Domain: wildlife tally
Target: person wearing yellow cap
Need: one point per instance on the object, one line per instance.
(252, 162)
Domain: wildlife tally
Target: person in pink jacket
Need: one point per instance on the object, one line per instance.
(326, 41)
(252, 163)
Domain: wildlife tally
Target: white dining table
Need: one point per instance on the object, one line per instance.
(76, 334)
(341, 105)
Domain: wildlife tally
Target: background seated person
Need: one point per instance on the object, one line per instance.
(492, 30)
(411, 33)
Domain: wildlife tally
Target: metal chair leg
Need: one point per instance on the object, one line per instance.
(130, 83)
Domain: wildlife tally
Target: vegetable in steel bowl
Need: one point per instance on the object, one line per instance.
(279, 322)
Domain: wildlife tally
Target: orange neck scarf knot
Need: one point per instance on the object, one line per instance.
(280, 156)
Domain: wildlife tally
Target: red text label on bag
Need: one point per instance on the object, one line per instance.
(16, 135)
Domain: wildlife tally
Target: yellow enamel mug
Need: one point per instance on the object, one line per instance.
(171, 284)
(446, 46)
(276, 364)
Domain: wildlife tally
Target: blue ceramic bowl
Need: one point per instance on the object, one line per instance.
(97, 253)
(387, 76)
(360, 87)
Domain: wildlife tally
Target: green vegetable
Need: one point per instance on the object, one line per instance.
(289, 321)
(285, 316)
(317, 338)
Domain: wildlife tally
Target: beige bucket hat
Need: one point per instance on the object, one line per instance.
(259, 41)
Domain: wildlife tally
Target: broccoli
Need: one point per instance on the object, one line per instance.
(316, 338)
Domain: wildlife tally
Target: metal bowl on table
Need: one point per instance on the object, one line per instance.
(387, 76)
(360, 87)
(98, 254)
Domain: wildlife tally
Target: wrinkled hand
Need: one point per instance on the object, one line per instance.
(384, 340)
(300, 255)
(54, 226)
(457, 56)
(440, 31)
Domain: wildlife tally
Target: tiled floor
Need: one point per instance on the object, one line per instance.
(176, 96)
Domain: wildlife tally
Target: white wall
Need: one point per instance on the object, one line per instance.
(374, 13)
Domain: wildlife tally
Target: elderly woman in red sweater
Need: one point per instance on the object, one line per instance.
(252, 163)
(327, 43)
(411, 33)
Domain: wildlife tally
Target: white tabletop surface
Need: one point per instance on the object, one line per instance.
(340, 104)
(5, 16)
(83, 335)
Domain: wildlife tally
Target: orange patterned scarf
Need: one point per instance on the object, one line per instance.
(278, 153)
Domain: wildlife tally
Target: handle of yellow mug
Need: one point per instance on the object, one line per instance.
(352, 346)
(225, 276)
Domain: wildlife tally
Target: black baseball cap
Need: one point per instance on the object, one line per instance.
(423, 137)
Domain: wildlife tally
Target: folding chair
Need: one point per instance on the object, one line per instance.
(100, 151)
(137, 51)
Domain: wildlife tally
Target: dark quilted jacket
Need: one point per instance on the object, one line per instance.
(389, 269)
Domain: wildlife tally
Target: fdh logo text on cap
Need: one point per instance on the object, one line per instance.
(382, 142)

**What is required:** Make an exact copy of the listing, including every line.

**Task answer:**
Domain: wildlife tally
Target: person wearing yellow cap
Need: one point per instance on the object, one line per instance.
(252, 162)
Domain: wildlife tally
Target: person in pink jacket
Need: one point per instance on the object, one line per instance.
(326, 41)
(252, 163)
Domain: wildlife tally
Target: white dining table
Need: one point per instance on the object, one line per instance.
(76, 334)
(341, 105)
Domain: wildlife tally
Target: background seated person
Need: one point per instance on the object, one line per instance.
(492, 30)
(411, 33)
Domain: wildlife tally
Target: metal chair leg
Need: one point per instance on the object, one line per instance.
(130, 83)
Domain: wildlife tally
Target: vegetable in steel bowl
Need: one point per instance on the object, one line per instance.
(279, 322)
Domain: wildlife tally
Target: orange neck scarf knot
Need: one point per instance on the object, one line per instance.
(280, 156)
Domain: wildlife tally
Target: red text label on bag
Need: one point per instance on the object, one line per instance.
(16, 135)
Domain: wildlife tally
Target: yellow enamel mug
Need: one point per instance on the object, one line per instance.
(171, 284)
(446, 46)
(276, 364)
Domain: wildlife tally
Target: blue ceramic bowl
Need: one point per instance on the object, one line per instance.
(97, 253)
(387, 76)
(360, 87)
Domain: wildlife tally
Target: green vegetable
Need: one point per instance on the object, one line per instance.
(289, 321)
(285, 316)
(317, 338)
Domain: wildlife tally
Target: beige bucket hat
Need: one point per instance on the object, one line per instance.
(259, 41)
Domain: wildlife tally
Target: broccoli
Need: one point per instance on the object, one line per instance.
(316, 338)
Domain: wildlife tally
Target: metal bowl on table
Need: one point per instance on the object, one line per instance.
(387, 76)
(360, 87)
(98, 254)
Domain: wildlife tally
Target: wrinkled hand
Need: one point per instance on the object, one line per instance.
(384, 340)
(300, 255)
(54, 226)
(457, 56)
(440, 31)
Domain: wildlife tally
Target: tiled floor
Need: one point per instance on the object, one line per instance.
(176, 96)
Domain: wildlife tally
Target: white wall
Need: one point per instance on the object, one line per instance.
(374, 13)
Domain: wildlife tally
Target: elderly woman in red sweater
Need: one point per instance on the object, one line per instance.
(252, 163)
(327, 43)
(411, 33)
Domain: wildlife tally
Target: white tabletop surface
Need: one point per instance on the object, one line per instance.
(340, 104)
(5, 16)
(83, 335)
Domain: wildlife tally
Target: orange patterned scarf
Need: one point per instance on the object, one line per instance.
(278, 153)
Domain: wildlife tally
Target: handle of yellow mug
Need: one point per instance on the object, one line per instance.
(352, 346)
(225, 276)
Domain: wildlife tally
Target: black baseball cap
Need: one point per instance on the object, one line per instance.
(423, 137)
Domain: wildlife tally
Target: folding chair
Need: one point per instance on the object, one line per instance.
(100, 151)
(137, 51)
Domain: wildlife tally
Target: dark quilted jacket
Need: one point per instance on the object, one line per instance.
(389, 269)
Domain: wildlife tally
Target: fdh logo text on cap
Need: one point per instance on the object, one line per instance.
(382, 142)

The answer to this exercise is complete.